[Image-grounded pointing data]
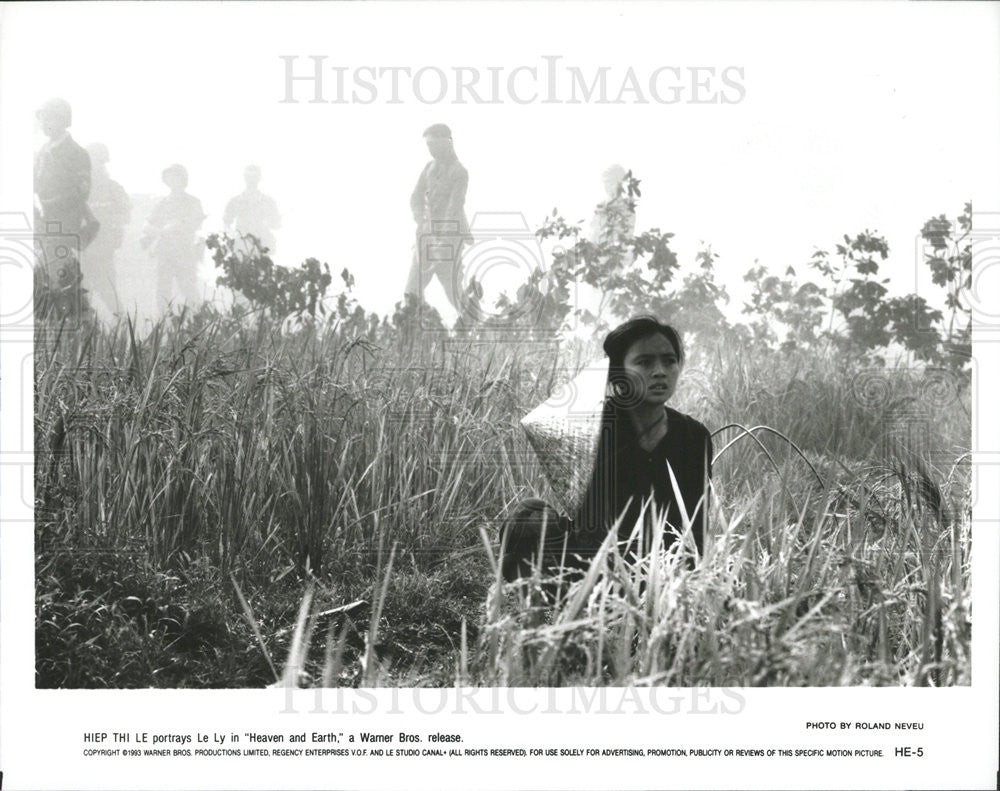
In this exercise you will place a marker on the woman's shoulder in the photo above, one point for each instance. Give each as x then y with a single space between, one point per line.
690 424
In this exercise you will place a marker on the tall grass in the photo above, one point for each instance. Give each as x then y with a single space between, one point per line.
201 451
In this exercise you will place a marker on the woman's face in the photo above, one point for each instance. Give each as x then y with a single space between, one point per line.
652 365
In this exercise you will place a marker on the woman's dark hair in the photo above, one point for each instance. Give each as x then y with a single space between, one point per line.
617 344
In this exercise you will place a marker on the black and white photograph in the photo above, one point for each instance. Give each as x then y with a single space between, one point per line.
499 395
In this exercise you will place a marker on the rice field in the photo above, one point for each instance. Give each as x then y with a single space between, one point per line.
224 502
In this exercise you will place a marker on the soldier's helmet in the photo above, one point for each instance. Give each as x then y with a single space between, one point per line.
56 111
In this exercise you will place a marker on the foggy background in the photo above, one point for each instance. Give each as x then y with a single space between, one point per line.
848 123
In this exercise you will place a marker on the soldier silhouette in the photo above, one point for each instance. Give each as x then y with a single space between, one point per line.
110 205
253 212
170 236
438 205
63 223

Activity
All lines from the one containing "the soldier silhouette" to the last line above should be reproduced exactly, and no other lines should be given.

Worked solution
In this exercise you will place a marker on the soldier silhouette in the photo above, one point for each instance. Give each as x then y with a single space between, one point per line.
110 205
253 212
170 236
438 205
63 223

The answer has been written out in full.